# What type of Cichlids can I mix?



## natearoo766 (Sep 14, 2014)

I am new to aquariums and i just bought a 55 gallon tank, 48" long, right now i have an Aura Cichlid and a Yellow Lab and 2 other Cichlids that i cant remember their name. I know those 4 fish do well together because i bought the fish at a well known fish store and they said they do. I want to get more fish for the tank and dont know what kinds to get. I also want to get 2 sharks, probably rainbow sharks, and a pleco. So what are some other Cichlids I can get?


----------



## natearoo766 (Sep 14, 2014)

Sorry, i meant Uaru.


----------



## DJRansome (Oct 29, 2005)

Uaru is a 10" fish and maybe not a good idea to put in a 55G aquarium. Also they like pH of less than 7.0. You can try the South American forum for tank size on Uaru.

The yellow labs will work, they like pH 7.5 or higher.

I think you need to find out the names of the other 2 cichlids.


----------



## natearoo766 (Sep 14, 2014)

the other 2 fish are barbs. I really want to keep my Uaru and yellow lab and add more mbuna or possibly peacock. I read that my uara will do fine in a 55g and uara can like a pH level of up tp 7.5. Anyway i can make it work out having my uaru and mbuna fish? Thank you


----------



## natearoo766 (Sep 14, 2014)

My favorite fish are the mbunas, and i absolutely love my uara fish. I already have a yellow-lab with a Uara fish because the man at the fish store said it would work. I have a 55g tank and i want to add more mbunas but only if i know it will work. Having my uara fish with a school of mbuna fish is like my dream tank haha so answers would be greatly appreciated!  i also have 2 mellow barbs, who dont even go near the yellow lab or uara, let alone bully them. Thank you!


----------



## natearoo766 (Sep 14, 2014)

the barbs are very mellow...if anything my yellow lab bullies them! lol


----------



## Austinite (Jul 27, 2013)

i have a friend with those fish, aren't they from SA? i don't think they are near aggressive enough to be kept with mbunas long term


----------



## pfoster74 (May 13, 2012)

I have never kept uara so i have no idea what you can keep together, but in the profile section it is recommended they be kept in a 70g or larger tank. just read a different profile and that one was saying 100g or larger keep them with other south american cichlids it says.

(Extracted material):
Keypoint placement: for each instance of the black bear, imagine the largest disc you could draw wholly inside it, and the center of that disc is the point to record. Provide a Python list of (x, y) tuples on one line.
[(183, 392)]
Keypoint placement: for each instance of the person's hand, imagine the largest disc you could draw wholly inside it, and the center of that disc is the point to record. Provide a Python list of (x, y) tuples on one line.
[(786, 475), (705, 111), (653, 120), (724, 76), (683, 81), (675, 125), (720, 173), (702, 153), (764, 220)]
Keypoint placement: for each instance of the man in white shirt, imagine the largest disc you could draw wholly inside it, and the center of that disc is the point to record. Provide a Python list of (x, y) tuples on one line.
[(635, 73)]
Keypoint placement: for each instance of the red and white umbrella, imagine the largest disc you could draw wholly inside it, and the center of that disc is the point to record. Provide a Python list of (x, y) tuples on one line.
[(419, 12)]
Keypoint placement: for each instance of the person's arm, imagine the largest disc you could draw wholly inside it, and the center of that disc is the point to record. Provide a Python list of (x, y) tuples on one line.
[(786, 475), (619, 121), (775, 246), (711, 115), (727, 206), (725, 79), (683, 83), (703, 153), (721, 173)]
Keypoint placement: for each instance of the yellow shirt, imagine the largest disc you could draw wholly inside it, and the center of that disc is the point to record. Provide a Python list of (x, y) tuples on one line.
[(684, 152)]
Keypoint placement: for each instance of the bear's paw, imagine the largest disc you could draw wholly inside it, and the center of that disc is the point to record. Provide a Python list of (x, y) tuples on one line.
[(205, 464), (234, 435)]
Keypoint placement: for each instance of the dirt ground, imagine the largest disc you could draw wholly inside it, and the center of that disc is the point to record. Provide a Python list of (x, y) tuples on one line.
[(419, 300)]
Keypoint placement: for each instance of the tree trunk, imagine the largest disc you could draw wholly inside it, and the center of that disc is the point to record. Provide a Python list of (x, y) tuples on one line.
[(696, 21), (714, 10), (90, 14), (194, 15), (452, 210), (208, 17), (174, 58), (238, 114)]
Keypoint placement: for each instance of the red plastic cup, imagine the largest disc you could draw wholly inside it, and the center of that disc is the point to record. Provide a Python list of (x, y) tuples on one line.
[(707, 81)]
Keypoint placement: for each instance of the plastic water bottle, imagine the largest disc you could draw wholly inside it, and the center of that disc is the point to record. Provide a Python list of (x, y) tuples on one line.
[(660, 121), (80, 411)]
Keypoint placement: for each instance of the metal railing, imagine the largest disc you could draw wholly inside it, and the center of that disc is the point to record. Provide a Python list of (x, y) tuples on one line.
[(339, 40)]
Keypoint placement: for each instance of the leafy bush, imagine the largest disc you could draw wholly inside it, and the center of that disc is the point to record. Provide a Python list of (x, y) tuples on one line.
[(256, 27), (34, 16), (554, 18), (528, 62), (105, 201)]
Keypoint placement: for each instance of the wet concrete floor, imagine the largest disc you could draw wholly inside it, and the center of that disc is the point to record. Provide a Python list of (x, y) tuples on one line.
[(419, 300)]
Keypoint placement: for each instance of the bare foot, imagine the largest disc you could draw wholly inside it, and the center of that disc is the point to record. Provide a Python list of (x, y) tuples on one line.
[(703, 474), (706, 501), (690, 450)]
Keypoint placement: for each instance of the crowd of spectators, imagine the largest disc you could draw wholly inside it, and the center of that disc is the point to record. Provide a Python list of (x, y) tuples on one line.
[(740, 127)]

(Written task 1): List every distinct username that posts in the cichlid forum thread.
(Written task 2): Print the part of the cichlid forum thread starting with "I have never" and going on through "cichlids it says.".
The records have no role here.

(Full output 1): natearoo766, DJRansome, Austinite, pfoster74

(Full output 2):
I have never kept uara so i have no idea what you can keep together, but in the profile section it is recommended they be kept in a 70g or larger tank. just read a different profile and that one was saying 100g or larger keep them with other south american cichlids it says.